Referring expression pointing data
--------

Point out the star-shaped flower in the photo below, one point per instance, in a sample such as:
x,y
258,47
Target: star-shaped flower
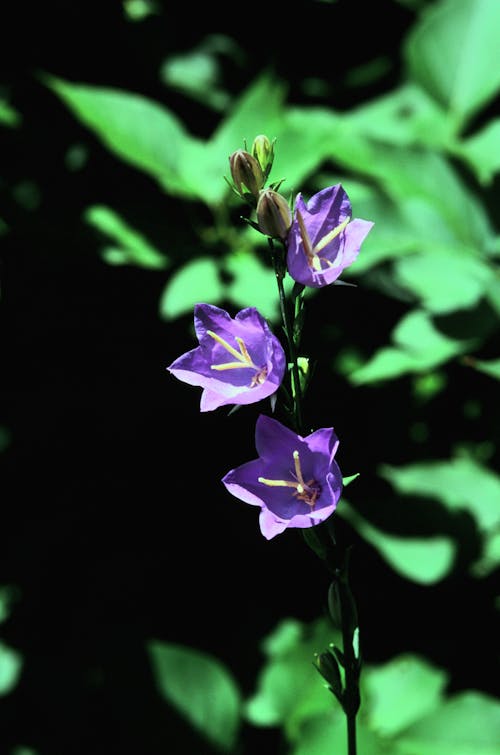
x,y
296,481
323,240
238,361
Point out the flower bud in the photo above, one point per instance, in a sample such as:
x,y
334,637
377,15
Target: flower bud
x,y
328,667
273,214
263,151
246,173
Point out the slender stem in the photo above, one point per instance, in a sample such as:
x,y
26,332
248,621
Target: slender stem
x,y
351,734
349,621
288,327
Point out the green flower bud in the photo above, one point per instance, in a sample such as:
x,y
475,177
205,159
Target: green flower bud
x,y
263,151
328,667
273,214
246,173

--------

-- WHAT TO PRODUCE --
Leave out the pictures; repeat the data exactly.

-- REPLY TO THE TASK --
Point out the star-shaped flower in the photo below, one point per instance, in a sample such as:
x,y
258,47
Target: star-shaped flower
x,y
296,481
323,240
238,361
Point out the flower bud in the photo above, one point per instance, in a sample such as:
x,y
334,637
377,15
Target: flower bud
x,y
328,667
273,214
263,151
246,173
Point out the slender stem in the photo above, one point per instance, in a sample such as:
x,y
26,332
248,621
Target: slender stem
x,y
351,734
349,621
288,327
Point out the green flower bud in the photo above, one point per instance, in a sample such as:
x,y
475,177
205,159
Target: green flower bud
x,y
263,151
328,667
273,214
246,173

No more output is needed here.